* [Short task 1]
Answer these questions about the article on the Ralph EP:
(a) Which label released the EP?
(b) Who directed the official music video for "Cold to the Touch"?
(c) What show inspired "Something More"?
* [Short task 2] In the article on the Ralph EP, reproduce word for word the stretch starting with "After releasing four" and going on through "released on Vevo.".
* [Short task 3]
Does each statement below agree with the article on the Ralph EP? Answer yes or no for each, and quote the words from the article that decide it.
(a) Ralph's debut single "Trouble" was self-released.
(b) The music video for "Something More" premiered in August 2016.
(c) "Tease" came out before "Busy Man".

----- Selected passage -----

EP by Ralph
- Released: March 3, 2017
- Genre: Synth-pop
- Length: 20:14
- Label: 604
- Producers: Derek Hoffman; Mike Wise;

Ralph chronology
|  | Ralph (2017) | A Good Girl (2018) |

Singles from Ralph
- "Cold to the Touch" Released: May 25, 2016; "Something More" Released: August 3, 2016; "Busy Man" Released: October 24, 2016; "Tease" Released: February 15, 2017;

= Ralph (EP) =

Ralph is the self-titled debut EP by Canadian singer-songwriter Ralph. It was released on March 3, 2017 by 604 Records. The EP spawned four singles, "Cold to the Touch", "Something More", "Busy Man" and "Tease".

== Background and release ==
In 2015, Ralph self-released her debut single "Trouble", which got her noticed by and signed to label 604 Records. She then decided to discard her previous songs and started working on a new project from scratch: "I realized I had been emotionally disconnected to my other tracks because I wasn't really writing them, I was just top lining. This moment fully changed the project and I ditched all my old songs and amicably parted ways with the guy I had been working with."

After releasing four consecutive singles, she finally announced her self-titled debut EP Ralph, which was released on March 3, 2017.

== Singles ==
The first single "Cold to the Touch" was released on May 25, 2016. The singer had shared a self-made video for the song, which was later removed, due to it receiving an official music video directed by Gemma Warren, almost a year later on May 17, 2017.

"Something More" was released on August 3, 2016 as the second single from the EP. The song, which was inspired by Aziz Ansari's Netflix show Master of None, had its music video premiered on October 7, becoming her first official video to be released on Vevo.

----- Provided data -----

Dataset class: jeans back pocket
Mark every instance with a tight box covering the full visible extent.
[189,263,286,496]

-----
----- Provided data -----

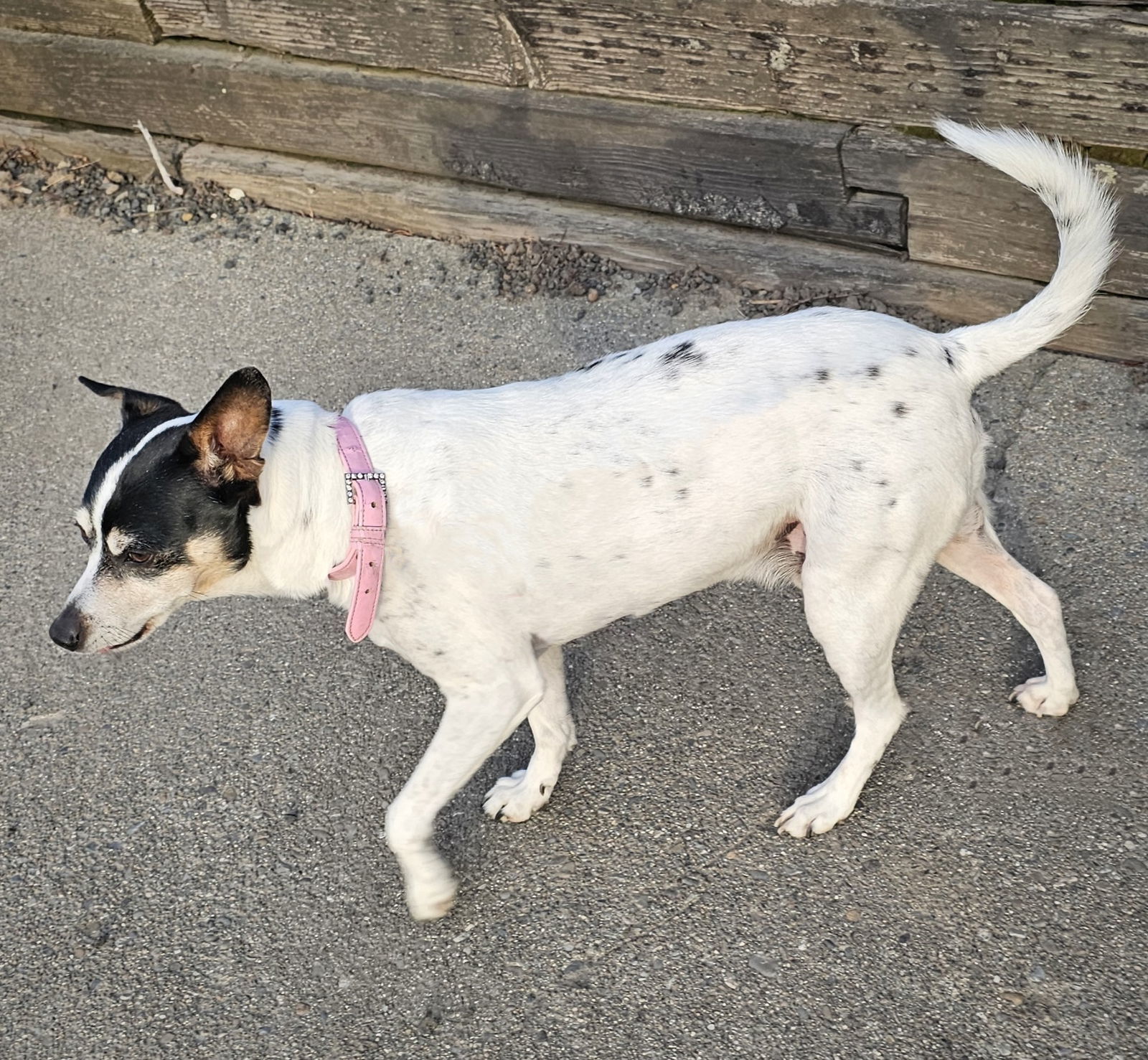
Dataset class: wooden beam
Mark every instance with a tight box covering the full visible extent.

-----

* [Exercise solution 1]
(a) 604 Records
(b) Gemma Warren
(c) Aziz Ansari's Netflix show Master of None

* [Exercise solution 2]
After releasing four consecutive singles, she finally announced her self-titled debut EP Ralph, which was released on March 3, 2017.

== Singles ==
The first single "Cold to the Touch" was released on May 25, 2016. The singer had shared a self-made video for the song, which was later removed, due to it receiving an official music video directed by Gemma Warren, almost a year later on May 17, 2017.

"Something More" was released on August 3, 2016 as the second single from the EP. The song, which was inspired by Aziz Ansari's Netflix show Master of None, had its music video premiered on October 7, becoming her first official video to be released on Vevo.

* [Exercise solution 3]
(a) Yes: "In 2015, Ralph self-released her debut single "Trouble""
(b) No: "had its music video premiered on October 7"
(c) No: ""Busy Man" Released: October 24, 2016; "Tease" Released: February 15, 2017"